──────── Material to process ────────

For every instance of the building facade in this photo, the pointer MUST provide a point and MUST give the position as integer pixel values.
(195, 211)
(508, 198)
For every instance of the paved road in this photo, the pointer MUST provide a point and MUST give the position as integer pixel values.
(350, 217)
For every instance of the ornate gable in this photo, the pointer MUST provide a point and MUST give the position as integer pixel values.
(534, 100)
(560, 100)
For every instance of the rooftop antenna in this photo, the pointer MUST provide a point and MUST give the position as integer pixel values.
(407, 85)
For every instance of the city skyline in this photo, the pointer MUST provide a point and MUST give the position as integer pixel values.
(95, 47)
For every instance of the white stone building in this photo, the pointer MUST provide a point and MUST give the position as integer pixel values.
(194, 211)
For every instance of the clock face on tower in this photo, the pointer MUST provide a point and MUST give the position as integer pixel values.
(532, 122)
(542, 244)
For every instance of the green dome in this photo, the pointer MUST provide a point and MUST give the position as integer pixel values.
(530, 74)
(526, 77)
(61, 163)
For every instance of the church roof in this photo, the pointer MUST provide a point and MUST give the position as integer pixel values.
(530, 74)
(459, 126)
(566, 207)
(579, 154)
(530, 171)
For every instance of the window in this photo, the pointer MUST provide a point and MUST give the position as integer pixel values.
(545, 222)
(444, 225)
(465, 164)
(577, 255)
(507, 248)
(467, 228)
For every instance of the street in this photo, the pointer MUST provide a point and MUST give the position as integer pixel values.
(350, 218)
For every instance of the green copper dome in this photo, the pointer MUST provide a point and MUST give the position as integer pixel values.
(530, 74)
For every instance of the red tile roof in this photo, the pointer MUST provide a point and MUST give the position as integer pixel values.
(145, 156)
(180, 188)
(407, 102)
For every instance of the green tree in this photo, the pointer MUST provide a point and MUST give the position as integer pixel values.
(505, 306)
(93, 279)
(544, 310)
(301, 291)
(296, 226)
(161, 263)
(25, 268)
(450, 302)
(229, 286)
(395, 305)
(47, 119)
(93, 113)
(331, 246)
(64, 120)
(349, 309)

────────

● **Aim of the exercise**
Rewrite every line from the one containing "For every instance of the green tree" through the end of the data, keeping the request line and shifting each point coordinate, both x and y, up by 8.

● **Correct output**
For every instance of the green tree in this photo, the pointer MUST provide a point and MUST give the position as integer pixel values.
(513, 314)
(101, 287)
(552, 318)
(309, 299)
(304, 234)
(169, 271)
(33, 276)
(458, 310)
(237, 294)
(403, 313)
(55, 127)
(101, 121)
(339, 254)
(72, 128)
(357, 317)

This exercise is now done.